PROBLEM: Would you output the lines from the one with "Annotate every instance of the rocky" through the last line of the material below, exactly, but without pictures?

━━ LISTING

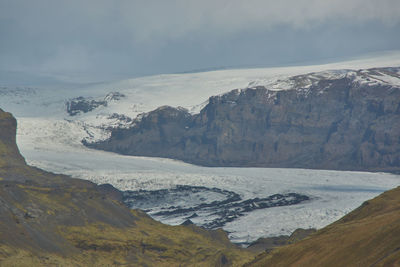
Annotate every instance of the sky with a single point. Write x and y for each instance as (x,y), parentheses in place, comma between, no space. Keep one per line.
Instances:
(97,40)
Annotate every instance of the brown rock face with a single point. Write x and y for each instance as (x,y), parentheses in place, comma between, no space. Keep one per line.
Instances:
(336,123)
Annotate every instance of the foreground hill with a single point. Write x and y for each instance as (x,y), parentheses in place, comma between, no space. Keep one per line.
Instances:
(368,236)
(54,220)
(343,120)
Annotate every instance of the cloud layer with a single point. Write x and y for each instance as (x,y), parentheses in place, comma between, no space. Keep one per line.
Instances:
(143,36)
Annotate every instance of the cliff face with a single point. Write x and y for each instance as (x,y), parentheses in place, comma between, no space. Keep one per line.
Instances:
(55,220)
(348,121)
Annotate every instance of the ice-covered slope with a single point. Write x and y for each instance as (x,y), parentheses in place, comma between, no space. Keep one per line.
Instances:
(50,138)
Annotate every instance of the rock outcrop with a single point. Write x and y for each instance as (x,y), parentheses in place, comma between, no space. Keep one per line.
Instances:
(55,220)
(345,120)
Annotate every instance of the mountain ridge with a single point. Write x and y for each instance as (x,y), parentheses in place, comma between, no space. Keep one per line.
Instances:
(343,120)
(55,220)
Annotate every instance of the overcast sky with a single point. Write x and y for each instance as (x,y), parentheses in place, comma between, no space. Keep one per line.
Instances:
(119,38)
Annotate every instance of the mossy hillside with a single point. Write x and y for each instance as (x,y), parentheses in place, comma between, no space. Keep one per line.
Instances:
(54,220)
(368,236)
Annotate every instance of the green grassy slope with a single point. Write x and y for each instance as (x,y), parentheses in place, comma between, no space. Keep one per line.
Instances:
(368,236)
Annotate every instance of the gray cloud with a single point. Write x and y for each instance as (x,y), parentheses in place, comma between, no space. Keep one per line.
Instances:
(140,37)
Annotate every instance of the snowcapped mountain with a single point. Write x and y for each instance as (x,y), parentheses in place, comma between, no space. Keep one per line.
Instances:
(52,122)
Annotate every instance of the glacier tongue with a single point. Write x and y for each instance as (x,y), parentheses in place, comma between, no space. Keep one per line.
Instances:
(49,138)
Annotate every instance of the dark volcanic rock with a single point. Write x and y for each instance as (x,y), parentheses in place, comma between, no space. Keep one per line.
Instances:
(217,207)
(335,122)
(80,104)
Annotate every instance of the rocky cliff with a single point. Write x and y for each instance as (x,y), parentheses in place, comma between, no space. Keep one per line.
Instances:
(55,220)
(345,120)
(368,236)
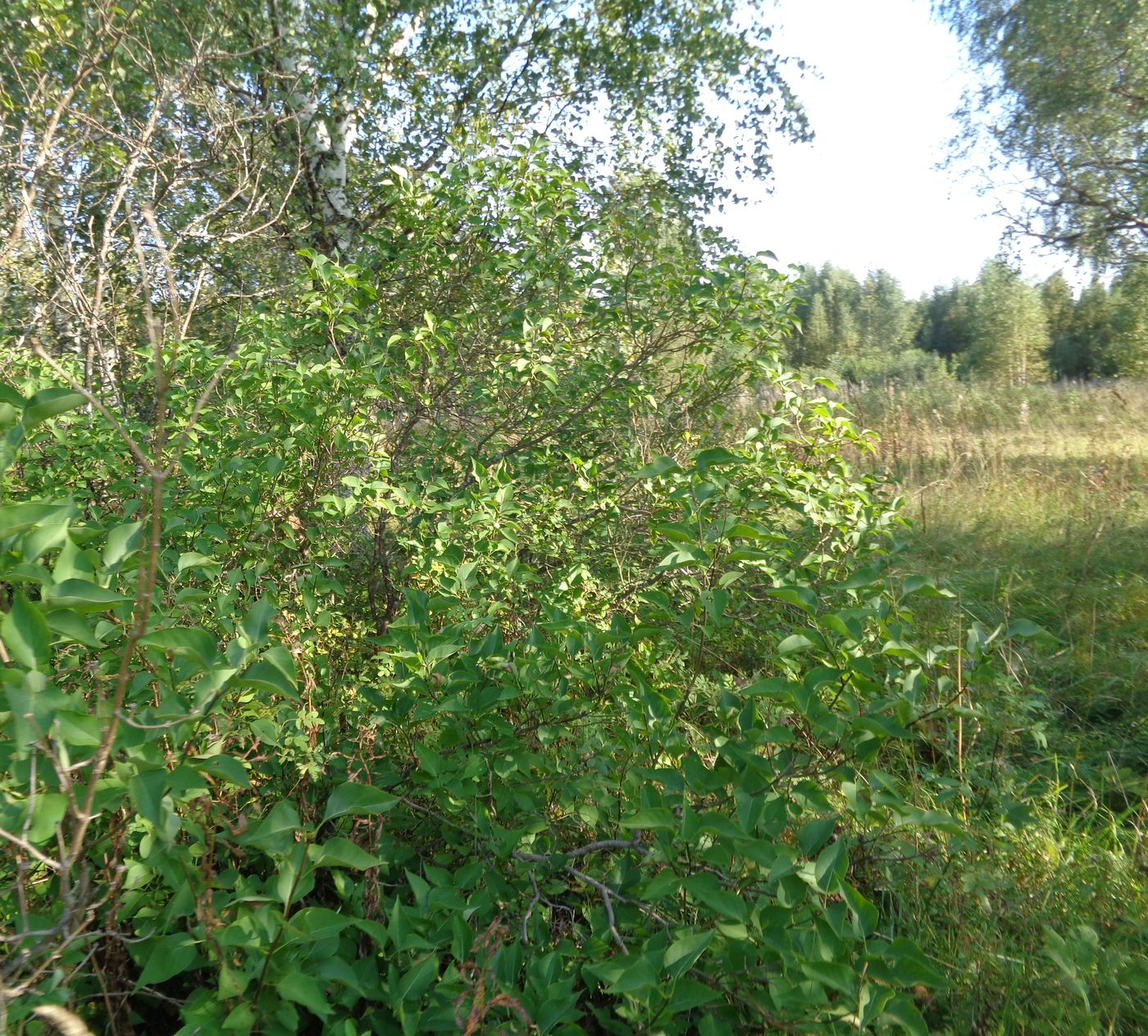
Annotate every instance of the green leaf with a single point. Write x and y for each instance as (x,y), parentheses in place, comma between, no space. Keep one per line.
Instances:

━━━━

RESPONSE:
Annotate every instance of the rocky cliff with a single point. Write x and y for each instance as (x,y), parentheses in place, comma between, no space. Keep one per line.
Instances:
(55,220)
(345,120)
(368,236)
Annotate every instance of the green leaf with a single point. Write x and y for each instance as (x,y), parentheses in place, comma between, no space. Keep one per line.
Instances:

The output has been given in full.